SUPPLIED TEXT:
========================================================================
Should you ever call `print` inside a channel handler?

taylorswift · April 15, 2024, 11:00pm

we are not supposed to block the NIO event loop, ever. which makes me wonder if you should ever be calling print, especially fflush, from inside a channel handler, except when doing debugging, etc.

should you ever be calling print inside a channel handler?

Helge_Hess1 · April 15, 2024, 11:33pm

No! It could block an arbitrary amount of time depending on where stdout is pointing to (and with it the whole event loop, which might be processing thousands of other connections that will stall).

tera · April 16, 2024, 12:23am

Strictly speaking so is malloc or a mutex lock or ... a memory access...

I do wonder though why calling print other than for debugging?

taylorswift · April 16, 2024, 12:38am

for server logging purposes.

as i understand it, blocking on print (for a long time) is a little more realistic than blocking on malloc, because it depends on where stdout is being directed to.

tera · April 16, 2024, 12:46am

A typical answer would be to use the same approach as with real-time audio — use a memory ring buffer of a big enough size and flush the ring buffer from a secondary thread. Don't block on ring buffer overflow, record that in the log "overflow occurred" and drop the log entry — with big enough ring buffer size and frequent enough secondary thread readouts overflows won't happen.

lukasa · April 16, 2024, 10:22am

This is entirely correct. stdout is typically connected to a pipe, which is bad enough, but it can be connected to many more horrifying things. Redirected to a file mounted on NFS, anyone?
========================================================================
MATERIAL PROVIDED:

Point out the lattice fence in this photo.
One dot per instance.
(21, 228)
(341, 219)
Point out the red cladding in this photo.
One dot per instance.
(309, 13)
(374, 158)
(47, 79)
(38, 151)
========================================================================
TASKS TO CARRY OUT:
1 – Reproduce the passage in the thread about calling `print` inside a channel handler, from "taylorswift · April 16, 2024, 12:38am" to "overflows won't happen.", word for word.
2 – Write out the whole listing that follows the thread above, line for line and without any change.

ANSWERS IN ORDER:
1 –
taylorswift · April 16, 2024, 12:38am

for server logging purposes.

as i understand it, blocking on print (for a long time) is a little more realistic than blocking on malloc, because it depends on where stdout is being directed to.

tera · April 16, 2024, 12:46am

A typical answer would be to use the same approach as with real-time audio — use a memory ring buffer of a big enough size and flush the ring buffer from a secondary thread. Don't block on ring buffer overflow, record that in the log "overflow occurred" and drop the log entry — with big enough ring buffer size and frequent enough secondary thread readouts overflows won't happen.

2 –
Point out the lattice fence in this photo.
One dot per instance.
(21, 228)
(341, 219)
Point out the red cladding in this photo.
One dot per instance.
(309, 13)
(374, 158)
(47, 79)
(38, 151)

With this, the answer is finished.